### Written task
Copy each of the following records word for word, with no changes.
--- begin Extracted entries ---
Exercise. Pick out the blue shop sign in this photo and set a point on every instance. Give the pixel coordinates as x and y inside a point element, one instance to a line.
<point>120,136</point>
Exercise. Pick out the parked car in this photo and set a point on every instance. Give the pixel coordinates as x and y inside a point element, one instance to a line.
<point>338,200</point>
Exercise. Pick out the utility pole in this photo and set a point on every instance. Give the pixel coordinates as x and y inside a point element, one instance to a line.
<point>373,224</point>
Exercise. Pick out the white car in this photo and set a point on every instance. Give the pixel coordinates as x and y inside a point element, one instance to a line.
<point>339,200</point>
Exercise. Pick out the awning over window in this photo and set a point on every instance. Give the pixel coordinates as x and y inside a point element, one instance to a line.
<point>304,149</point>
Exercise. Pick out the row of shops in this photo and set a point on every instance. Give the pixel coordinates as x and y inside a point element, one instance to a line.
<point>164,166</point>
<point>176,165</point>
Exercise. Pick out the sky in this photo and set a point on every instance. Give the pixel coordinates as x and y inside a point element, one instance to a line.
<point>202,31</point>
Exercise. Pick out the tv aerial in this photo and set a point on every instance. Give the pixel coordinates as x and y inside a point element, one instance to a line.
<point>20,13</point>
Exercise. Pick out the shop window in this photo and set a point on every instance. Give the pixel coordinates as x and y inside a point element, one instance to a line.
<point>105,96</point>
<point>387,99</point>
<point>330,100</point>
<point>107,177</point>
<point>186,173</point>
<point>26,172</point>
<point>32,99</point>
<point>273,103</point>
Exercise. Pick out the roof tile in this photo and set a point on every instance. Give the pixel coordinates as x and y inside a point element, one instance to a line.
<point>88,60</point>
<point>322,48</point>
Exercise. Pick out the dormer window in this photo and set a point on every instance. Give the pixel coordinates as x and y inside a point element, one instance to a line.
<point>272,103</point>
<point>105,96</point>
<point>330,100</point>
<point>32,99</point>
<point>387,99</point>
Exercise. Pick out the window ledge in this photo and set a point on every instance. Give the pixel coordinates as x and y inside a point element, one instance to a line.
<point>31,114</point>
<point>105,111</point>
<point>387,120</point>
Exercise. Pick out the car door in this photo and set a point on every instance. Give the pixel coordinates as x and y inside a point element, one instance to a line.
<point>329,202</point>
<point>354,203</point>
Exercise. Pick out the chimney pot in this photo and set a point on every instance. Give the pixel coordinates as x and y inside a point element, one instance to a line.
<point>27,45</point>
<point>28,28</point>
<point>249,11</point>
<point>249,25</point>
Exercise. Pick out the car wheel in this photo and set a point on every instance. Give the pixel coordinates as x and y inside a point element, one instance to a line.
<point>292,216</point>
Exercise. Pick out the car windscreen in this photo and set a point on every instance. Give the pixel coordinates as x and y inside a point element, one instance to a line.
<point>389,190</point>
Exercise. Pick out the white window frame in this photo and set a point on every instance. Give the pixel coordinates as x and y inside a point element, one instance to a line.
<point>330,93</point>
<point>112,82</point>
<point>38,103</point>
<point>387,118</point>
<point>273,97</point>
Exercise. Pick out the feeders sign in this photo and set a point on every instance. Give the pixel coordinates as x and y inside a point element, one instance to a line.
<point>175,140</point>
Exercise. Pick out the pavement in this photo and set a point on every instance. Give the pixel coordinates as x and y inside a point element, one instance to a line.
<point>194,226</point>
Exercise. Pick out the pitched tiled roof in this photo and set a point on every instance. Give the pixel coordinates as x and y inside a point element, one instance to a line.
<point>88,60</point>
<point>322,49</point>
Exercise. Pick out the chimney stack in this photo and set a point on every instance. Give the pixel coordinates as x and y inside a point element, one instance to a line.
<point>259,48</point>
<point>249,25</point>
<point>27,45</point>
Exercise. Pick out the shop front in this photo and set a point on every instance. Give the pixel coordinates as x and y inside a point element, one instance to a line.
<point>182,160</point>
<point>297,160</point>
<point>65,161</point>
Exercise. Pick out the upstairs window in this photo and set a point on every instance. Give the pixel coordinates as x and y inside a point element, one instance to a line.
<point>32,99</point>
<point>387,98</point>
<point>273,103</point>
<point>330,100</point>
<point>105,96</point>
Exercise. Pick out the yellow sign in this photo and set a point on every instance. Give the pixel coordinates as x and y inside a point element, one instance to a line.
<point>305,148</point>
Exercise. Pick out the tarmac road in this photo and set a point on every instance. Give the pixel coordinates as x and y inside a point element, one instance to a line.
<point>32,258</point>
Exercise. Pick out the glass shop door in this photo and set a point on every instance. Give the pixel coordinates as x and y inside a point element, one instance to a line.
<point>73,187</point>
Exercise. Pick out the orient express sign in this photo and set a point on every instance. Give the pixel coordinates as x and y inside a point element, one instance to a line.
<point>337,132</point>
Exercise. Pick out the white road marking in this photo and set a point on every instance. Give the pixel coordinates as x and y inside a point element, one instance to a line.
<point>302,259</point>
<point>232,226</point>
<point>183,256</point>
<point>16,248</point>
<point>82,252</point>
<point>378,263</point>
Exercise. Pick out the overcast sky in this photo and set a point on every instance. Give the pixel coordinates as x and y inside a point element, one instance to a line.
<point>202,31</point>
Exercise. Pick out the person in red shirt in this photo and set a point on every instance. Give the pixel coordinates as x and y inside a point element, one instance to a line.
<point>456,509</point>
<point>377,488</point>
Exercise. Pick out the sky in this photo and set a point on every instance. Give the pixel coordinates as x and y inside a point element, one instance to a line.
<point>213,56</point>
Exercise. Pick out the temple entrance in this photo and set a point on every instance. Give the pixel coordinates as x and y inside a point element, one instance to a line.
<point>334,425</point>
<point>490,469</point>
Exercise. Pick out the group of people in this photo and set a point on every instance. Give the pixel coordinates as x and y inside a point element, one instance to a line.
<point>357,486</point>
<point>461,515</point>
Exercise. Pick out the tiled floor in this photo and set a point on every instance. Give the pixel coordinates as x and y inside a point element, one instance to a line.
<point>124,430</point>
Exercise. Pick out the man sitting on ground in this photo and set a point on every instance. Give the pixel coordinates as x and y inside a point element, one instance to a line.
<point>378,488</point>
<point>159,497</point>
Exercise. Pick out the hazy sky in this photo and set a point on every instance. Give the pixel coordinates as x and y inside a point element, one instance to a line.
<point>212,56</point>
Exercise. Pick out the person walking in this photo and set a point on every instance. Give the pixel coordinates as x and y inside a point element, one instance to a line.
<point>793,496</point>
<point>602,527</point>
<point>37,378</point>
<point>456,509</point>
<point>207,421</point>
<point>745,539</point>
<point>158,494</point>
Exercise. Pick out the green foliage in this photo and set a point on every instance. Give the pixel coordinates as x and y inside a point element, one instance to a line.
--- end Extracted entries ---
### Task response
Exercise. Pick out the blue shop sign in this photo and set a point on every instance. Give the pixel coordinates as x and y inside a point element, one instance to a line.
<point>120,136</point>
Exercise. Pick out the parked car in this photo and set a point on every instance. Give the pixel coordinates as x and y inside a point element, one instance to a line.
<point>338,200</point>
Exercise. Pick out the utility pole in this photo and set a point on every instance. Give the pixel coordinates as x and y inside a point element, one instance to a line.
<point>373,224</point>
Exercise. Pick out the white car in this photo and set a point on every instance. Give the pixel coordinates as x and y inside a point element, one instance to a line.
<point>339,200</point>
Exercise. Pick out the awning over window in this photo and set a point on every instance. Give the pixel coordinates as x and y inside a point element, one instance to a line.
<point>304,149</point>
Exercise. Pick out the row of shops in this photo and set a point on every instance. Give the pixel coordinates as x and y inside a point element, one instance to a line.
<point>164,166</point>
<point>176,165</point>
Exercise. Pick out the sky in this photo and set a point on every instance. Give the pixel coordinates as x and y inside a point element, one instance to a line.
<point>202,31</point>
Exercise. Pick out the tv aerial in this photo and set a point on every instance. Give the pixel coordinates as x and y inside a point element, one instance to a line.
<point>20,13</point>
Exercise. Pick out the shop window in this photo and set a point on every instance. Give the pixel coordinates as x and y inside a point element, one instance to a line.
<point>105,96</point>
<point>387,99</point>
<point>330,100</point>
<point>107,177</point>
<point>186,173</point>
<point>26,172</point>
<point>32,99</point>
<point>273,103</point>
Exercise. Pick out the roof tile in this photo and set a point on every instance. Give the pixel coordinates as x and y inside a point element, one instance to a line.
<point>88,60</point>
<point>322,48</point>
Exercise. Pick out the dormer window in this photo and set a point on every instance. Give the pixel coordinates as x and y inside a point element, one instance to a line.
<point>272,103</point>
<point>105,96</point>
<point>330,100</point>
<point>32,99</point>
<point>387,99</point>
Exercise. Pick out the window ledge in this photo and set a point on every instance. Give the pixel coordinates as x and y inside a point element, one instance to a line.
<point>31,114</point>
<point>105,111</point>
<point>387,120</point>
Exercise. Pick out the car door in this photo and set a point on every instance. Give the pixel coordinates as x and y inside a point element, one instance to a line.
<point>329,202</point>
<point>354,203</point>
Exercise. Pick out the chimney pot in this photo and set a point on every instance. Give the pixel coordinates as x and y inside a point element, one instance to a line.
<point>27,45</point>
<point>28,28</point>
<point>249,11</point>
<point>249,25</point>
Exercise. Pick out the car wheel in this photo and set a point on every instance. Give the pixel coordinates as x and y inside a point element, one instance to a line.
<point>292,216</point>
Exercise. Pick out the car windscreen in this photo and set a point on every instance. Give the pixel coordinates as x and y inside a point element, one instance to a line.
<point>389,190</point>
Exercise. Pick out the white window frame in this photo and set a point on every instance. Give the pixel coordinates as x and y inside a point element, one instance to a line.
<point>330,93</point>
<point>112,82</point>
<point>38,103</point>
<point>387,118</point>
<point>273,97</point>
Exercise. Pick out the feeders sign in this photo and set a point on every instance. Give the pixel coordinates as x and y inside a point element, one instance to a line.
<point>175,140</point>
Exercise. Pick out the pavement in this photo and set a point on every instance. Give the pixel coordinates as x and y inside a point element, one instance to a line.
<point>194,226</point>
Exercise. Pick out the pitched tiled roof in this photo and set a point on every instance. Give the pixel coordinates as x and y inside a point element, one instance to a line.
<point>88,60</point>
<point>322,49</point>
Exercise. Pick out the chimney stack in this photo and set a point on every instance. Give the pixel coordinates as x and y inside a point element, one instance to a line.
<point>259,48</point>
<point>249,25</point>
<point>27,45</point>
Exercise. Pick out the shop front in this photo and set a point on every instance. Give the pixel coordinates as x and y inside a point element, one instance to a line.
<point>182,160</point>
<point>297,160</point>
<point>65,161</point>
Exercise. Pick out the upstairs window in this photo and set a point on every instance. Give the pixel coordinates as x and y inside a point element, one instance to a line.
<point>32,99</point>
<point>387,98</point>
<point>273,103</point>
<point>330,100</point>
<point>105,96</point>
Exercise. Pick out the yellow sign in this photo and set a point on every instance. Give the pixel coordinates as x and y inside a point element, one instance to a line.
<point>305,148</point>
Exercise. Pick out the tarmac road in this photo and set a point on every instance. Give the pixel coordinates as x and y inside a point element, one instance to a line.
<point>32,258</point>
Exercise. Pick out the glass shop door in this photo and set a point on every instance. Give the pixel coordinates as x and y inside a point element, one instance to a line.
<point>73,187</point>
Exercise. Pick out the orient express sign in this photo and set a point on every instance. Give the pixel coordinates as x and y inside a point element, one instance to a line.
<point>337,132</point>
Exercise. Pick out the white road marking in this photo and set a point on every instance. Give the pixel coordinates as x and y inside a point element, one instance to a line.
<point>302,259</point>
<point>232,226</point>
<point>183,256</point>
<point>16,248</point>
<point>82,252</point>
<point>378,263</point>
Exercise. Pick out the overcast sky in this photo and set a point on every instance. Give the pixel coordinates as x and y inside a point element, one instance to a line.
<point>202,31</point>
Exercise. Pick out the person in red shirt in this photo and set a point on every instance. Give the pixel coordinates as x and y inside a point element, one instance to a line.
<point>456,509</point>
<point>377,488</point>
Exercise. Pick out the sky in this photo and set a point on every instance. Give the pixel coordinates as x and y inside a point element, one instance to a line.
<point>213,56</point>
Exercise. Pick out the temple entrance in this photo and set a point on every instance. Give the pixel coordinates as x and y inside a point element, one instance to a line.
<point>334,425</point>
<point>490,469</point>
Exercise. Pick out the group of people in this photo and set a point on every instance. Give the pixel coordinates as x and y inside a point element, one instance to a line.
<point>357,486</point>
<point>461,515</point>
Exercise. Pick out the tiled floor in this photo and set a point on every instance. Give the pixel coordinates as x and y inside a point element, one instance to a line.
<point>124,430</point>
Exercise. Pick out the man sitting on ground in this photo and set a point on every instance. Give the pixel coordinates as x and y inside a point element, one instance to a line.
<point>378,488</point>
<point>159,497</point>
Exercise. Pick out the hazy sky in this photo and set a point on every instance. Give the pixel coordinates as x and y inside a point element, one instance to a line.
<point>212,56</point>
Exercise. Pick out the person walking in this photo and set a point on every instance. Give the pixel coordinates as x and y inside a point element, one instance to a line.
<point>793,496</point>
<point>602,527</point>
<point>37,378</point>
<point>456,509</point>
<point>207,421</point>
<point>745,539</point>
<point>158,494</point>
Exercise. Pick out the green foliage in this photo and set a point on every instance. Give the pixel coordinates as x and y inside a point element, one instance to a line.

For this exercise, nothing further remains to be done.